PAGE EXCERPT:
※ ※ ※

For example: If I, James, invite a bunch of my friends (even a few hundred) to my house(in my name) for a party, and for some unfortunate reason a lot of my friends are in the same fraternity, it seems to be considered a Fraternity Event. Assuming something goes wrong, or some administrators get wind of it. It may certainly be considered a Fraternity Event by the National resulting in a loss of charter, andprobably also will be by the administration of the University. Legally it may or not be depending on how good the lawyers involved are. This is even though that the entitiy I belong to gave me no funds, never discussed the party in a business meeting, and provided no support.

Now, if I get off work from say, Xerox, and throw a party at my house where couple hundred Xerox employees, show up and go to town, and lets say there are so many Xerox employees waring Xerox t-shirts that non-employees think its a xerox party . . . and something awful happens like underage drinking an injury etc, guess what, Xerox is not going to be legally liable.


But if Xerox were silly enough to make rules that said whereever 5 Xerox employees stand together, they are conducting official Xerox business, then that would open them up to litigation.

Which leads to Problem number 4 . . .





Quote:
Originally posted by DeltAlum
James,

Who sues whom for what is totally out of control. I'm sure your memory about a suit involving a fraternity and a third party vendor is correct. The climate seems to be, "let's throw mud at everyone and see who it sticks to."

We will never eliminate liability problems, but must try to minimize them. Perhaps your solutions will help some.

"Hanging out" certainly is a part of the problem. A lot of damage is caused by, and a lot of injuries happen to non-members on our properties.

So, do we make all houses substance free and not allow anybody in except members? I don't think either will work -- but I can see how many organizations will grasp at those straws.

In my mind it still comes back to taking responsibility on the chapter level to "do the right things."

※ ※ ※

SOURCE DATA:
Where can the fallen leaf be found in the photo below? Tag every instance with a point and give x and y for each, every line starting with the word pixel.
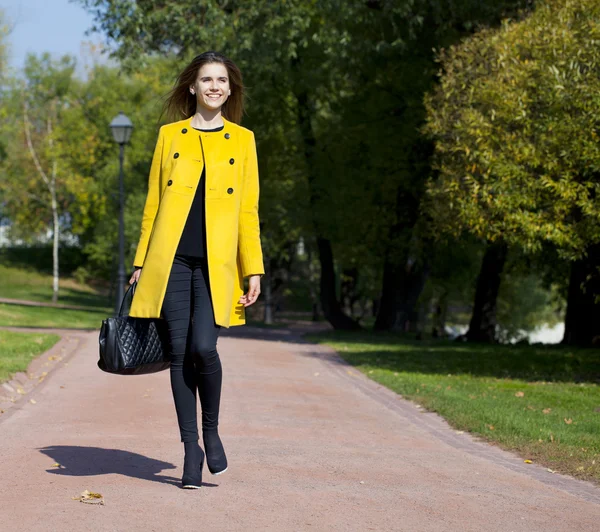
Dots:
pixel 90 497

※ ※ ※

TASK DETAILS:
Answer these questions about the forum post on fraternity liability.
(a) What rule would Xerox have to make to open itself up to litigation?
(b) According to the quoted reply, to whom do a lot of the injuries on the properties happen?
(c) In the quoted reply, what does everything still come back to?

EXERCISE ANSWER:
(a) A rule saying that wherever 5 Xerox employees stand together, they are conducting official Xerox business.
(b) To non-members.
(c) Taking responsibility on the chapter level to "do the right things."